## ASSIGNMENT
Look through the records below and collect all lines that hold the string "distant".

## RECORDS FOR THE TASK
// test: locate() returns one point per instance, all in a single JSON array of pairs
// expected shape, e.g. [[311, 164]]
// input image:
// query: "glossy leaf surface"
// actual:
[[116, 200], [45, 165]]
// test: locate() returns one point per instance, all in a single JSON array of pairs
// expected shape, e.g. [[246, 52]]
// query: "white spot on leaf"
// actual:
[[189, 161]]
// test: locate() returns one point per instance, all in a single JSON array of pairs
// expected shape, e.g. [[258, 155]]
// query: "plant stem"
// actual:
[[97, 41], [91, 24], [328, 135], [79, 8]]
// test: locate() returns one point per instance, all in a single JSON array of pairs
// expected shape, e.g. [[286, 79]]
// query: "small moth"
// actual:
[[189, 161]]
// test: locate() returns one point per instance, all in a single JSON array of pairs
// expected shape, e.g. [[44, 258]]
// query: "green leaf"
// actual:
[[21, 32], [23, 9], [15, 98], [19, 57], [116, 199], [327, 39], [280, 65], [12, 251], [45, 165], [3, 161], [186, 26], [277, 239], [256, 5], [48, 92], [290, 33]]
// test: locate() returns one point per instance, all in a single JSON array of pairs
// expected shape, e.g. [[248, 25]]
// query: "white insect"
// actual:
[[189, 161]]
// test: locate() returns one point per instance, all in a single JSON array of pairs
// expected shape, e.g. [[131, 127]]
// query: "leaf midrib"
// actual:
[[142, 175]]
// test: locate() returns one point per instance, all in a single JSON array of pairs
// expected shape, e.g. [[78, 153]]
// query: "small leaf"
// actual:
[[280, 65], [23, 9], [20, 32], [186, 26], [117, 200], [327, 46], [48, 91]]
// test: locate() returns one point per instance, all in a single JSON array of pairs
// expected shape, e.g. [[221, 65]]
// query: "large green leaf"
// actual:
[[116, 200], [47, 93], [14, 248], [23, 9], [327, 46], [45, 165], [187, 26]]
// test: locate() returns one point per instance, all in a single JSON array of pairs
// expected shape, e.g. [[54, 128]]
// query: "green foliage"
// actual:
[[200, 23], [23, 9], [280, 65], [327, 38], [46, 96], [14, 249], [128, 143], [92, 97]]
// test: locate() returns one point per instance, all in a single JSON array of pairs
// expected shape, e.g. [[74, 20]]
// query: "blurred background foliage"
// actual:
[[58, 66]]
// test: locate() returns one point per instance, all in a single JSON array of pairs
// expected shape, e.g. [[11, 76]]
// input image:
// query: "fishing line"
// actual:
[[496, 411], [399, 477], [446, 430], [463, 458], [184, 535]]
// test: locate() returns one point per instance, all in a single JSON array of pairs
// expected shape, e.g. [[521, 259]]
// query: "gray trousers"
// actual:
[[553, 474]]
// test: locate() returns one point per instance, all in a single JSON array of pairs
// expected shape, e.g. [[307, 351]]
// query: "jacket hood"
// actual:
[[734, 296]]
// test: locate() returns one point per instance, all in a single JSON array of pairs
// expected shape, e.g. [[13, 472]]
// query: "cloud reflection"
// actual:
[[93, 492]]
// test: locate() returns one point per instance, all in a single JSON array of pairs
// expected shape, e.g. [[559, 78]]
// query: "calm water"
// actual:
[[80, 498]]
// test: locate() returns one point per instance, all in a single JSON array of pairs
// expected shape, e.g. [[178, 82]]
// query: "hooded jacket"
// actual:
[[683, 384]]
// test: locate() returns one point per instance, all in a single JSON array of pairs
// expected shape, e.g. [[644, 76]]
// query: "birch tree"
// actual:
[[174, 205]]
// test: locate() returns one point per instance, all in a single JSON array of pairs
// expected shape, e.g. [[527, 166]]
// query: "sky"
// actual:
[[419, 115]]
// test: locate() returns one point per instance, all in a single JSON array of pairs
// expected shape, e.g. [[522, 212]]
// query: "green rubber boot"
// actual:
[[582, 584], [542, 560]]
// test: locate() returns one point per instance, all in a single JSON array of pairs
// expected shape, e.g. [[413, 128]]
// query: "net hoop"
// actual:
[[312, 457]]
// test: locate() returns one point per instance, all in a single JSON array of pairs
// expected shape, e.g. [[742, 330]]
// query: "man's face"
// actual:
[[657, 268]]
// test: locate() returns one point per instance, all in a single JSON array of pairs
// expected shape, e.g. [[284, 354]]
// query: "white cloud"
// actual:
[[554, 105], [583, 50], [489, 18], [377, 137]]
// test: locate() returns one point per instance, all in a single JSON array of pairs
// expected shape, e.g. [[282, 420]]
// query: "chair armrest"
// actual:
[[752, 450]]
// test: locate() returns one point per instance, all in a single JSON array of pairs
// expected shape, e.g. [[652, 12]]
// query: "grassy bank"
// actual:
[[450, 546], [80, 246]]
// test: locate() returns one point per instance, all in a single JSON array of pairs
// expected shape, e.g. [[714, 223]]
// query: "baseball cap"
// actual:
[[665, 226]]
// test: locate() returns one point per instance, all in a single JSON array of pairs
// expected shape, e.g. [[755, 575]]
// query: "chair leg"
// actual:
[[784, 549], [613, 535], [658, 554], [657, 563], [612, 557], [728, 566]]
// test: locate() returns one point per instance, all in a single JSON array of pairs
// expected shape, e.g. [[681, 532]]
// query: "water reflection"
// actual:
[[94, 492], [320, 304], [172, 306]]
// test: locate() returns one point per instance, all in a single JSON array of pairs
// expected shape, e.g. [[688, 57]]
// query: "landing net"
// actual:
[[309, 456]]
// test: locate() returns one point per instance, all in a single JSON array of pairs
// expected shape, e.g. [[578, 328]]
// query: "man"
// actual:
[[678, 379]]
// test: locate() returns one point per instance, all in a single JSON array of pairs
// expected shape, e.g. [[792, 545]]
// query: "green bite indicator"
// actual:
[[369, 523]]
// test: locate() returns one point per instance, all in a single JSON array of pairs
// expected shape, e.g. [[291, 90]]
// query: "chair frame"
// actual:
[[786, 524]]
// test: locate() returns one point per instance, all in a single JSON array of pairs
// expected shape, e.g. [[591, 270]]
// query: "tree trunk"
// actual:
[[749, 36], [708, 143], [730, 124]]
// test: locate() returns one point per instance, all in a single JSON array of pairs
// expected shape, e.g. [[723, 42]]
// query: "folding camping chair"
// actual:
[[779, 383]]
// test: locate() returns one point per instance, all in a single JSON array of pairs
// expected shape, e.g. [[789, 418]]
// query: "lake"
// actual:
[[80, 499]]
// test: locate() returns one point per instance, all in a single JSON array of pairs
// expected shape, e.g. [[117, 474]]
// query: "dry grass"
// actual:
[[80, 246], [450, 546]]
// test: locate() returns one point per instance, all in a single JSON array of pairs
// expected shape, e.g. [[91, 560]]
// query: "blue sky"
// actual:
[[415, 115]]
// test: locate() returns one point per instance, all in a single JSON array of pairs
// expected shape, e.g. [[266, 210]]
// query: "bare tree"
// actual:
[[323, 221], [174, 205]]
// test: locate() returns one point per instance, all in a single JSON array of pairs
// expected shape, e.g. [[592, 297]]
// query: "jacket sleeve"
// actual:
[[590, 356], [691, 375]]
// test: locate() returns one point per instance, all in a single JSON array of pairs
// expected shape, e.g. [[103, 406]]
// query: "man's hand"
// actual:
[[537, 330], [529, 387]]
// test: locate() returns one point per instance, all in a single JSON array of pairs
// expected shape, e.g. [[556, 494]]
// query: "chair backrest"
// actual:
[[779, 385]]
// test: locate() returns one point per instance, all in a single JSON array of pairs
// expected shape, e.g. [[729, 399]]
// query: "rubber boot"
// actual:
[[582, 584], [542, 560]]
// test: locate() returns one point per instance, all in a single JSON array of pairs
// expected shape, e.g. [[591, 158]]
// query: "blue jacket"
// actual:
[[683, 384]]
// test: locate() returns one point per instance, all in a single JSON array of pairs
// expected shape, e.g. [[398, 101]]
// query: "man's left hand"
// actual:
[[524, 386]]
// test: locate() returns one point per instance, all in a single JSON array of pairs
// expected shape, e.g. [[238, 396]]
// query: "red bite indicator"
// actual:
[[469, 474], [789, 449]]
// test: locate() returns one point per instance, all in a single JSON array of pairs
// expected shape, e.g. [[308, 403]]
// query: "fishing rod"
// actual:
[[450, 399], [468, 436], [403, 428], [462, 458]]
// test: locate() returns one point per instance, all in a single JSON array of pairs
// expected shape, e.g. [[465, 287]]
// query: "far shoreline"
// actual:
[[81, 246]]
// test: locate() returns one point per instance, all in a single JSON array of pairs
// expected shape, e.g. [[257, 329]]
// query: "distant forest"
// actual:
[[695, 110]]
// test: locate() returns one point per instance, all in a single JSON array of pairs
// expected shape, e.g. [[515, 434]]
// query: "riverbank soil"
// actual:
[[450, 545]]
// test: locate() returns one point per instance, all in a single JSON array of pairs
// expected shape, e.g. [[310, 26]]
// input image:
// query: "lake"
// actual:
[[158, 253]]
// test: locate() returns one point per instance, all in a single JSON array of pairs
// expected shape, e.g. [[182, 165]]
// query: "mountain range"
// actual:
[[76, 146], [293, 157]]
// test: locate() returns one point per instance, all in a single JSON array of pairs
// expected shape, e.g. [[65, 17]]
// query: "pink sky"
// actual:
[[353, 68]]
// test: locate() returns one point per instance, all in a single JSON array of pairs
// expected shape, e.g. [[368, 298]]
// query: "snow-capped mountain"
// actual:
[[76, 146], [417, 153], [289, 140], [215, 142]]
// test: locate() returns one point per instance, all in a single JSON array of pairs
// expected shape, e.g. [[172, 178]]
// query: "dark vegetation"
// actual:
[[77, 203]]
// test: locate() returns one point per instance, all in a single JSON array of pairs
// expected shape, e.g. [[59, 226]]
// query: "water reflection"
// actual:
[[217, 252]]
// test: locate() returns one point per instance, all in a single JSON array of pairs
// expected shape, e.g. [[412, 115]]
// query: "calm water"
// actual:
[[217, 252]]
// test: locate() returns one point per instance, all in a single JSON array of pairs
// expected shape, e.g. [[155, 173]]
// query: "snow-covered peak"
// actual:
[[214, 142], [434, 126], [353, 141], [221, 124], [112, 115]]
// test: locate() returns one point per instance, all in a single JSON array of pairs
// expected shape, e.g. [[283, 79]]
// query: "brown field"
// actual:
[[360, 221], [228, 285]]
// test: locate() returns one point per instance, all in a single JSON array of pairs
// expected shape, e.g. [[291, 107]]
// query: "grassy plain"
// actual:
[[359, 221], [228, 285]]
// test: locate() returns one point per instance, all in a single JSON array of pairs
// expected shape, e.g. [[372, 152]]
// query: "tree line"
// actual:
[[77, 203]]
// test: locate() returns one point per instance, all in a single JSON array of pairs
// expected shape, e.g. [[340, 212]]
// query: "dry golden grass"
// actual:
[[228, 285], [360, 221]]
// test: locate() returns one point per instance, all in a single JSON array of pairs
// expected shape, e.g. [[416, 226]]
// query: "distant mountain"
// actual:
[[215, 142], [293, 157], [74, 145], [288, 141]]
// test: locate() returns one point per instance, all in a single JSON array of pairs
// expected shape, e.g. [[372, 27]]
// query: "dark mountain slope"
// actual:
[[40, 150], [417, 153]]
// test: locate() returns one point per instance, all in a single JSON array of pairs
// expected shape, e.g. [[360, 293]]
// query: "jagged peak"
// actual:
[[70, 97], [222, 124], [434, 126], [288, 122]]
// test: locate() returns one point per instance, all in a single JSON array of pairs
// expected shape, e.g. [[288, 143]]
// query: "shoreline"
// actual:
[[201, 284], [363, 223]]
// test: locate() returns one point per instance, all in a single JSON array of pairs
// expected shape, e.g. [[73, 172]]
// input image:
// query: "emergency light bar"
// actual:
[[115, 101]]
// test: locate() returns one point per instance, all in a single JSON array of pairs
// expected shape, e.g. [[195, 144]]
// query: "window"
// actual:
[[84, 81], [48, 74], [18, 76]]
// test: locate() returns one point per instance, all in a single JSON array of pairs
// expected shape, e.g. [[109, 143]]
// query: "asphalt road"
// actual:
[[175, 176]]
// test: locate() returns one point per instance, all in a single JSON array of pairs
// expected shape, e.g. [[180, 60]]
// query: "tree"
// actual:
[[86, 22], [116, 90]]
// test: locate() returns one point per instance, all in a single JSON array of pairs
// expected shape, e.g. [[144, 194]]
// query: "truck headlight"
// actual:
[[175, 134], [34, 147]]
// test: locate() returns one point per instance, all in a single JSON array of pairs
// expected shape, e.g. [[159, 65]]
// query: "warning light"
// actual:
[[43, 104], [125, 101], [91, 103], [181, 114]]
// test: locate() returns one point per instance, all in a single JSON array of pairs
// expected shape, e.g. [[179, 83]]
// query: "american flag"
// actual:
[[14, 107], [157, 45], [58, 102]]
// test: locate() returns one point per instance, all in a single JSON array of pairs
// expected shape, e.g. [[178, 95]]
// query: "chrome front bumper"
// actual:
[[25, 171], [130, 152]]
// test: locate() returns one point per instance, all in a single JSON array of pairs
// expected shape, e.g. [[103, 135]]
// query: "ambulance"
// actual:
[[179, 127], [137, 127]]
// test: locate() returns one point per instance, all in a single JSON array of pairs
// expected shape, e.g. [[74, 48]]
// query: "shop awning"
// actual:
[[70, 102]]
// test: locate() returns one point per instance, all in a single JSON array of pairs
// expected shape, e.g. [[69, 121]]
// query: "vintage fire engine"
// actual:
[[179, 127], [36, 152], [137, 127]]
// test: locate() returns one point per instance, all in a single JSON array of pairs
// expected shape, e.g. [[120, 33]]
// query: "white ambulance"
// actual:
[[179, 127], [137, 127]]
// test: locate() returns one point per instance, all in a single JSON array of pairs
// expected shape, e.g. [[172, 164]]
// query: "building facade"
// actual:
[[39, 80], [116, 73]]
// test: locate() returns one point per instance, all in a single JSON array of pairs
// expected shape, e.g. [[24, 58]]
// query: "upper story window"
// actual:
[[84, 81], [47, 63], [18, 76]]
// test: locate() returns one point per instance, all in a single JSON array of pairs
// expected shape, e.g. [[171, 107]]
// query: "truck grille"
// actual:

## SOLUTION FOR THIS PROBLEM
// query: "distant forest"
// query: "distant mountain"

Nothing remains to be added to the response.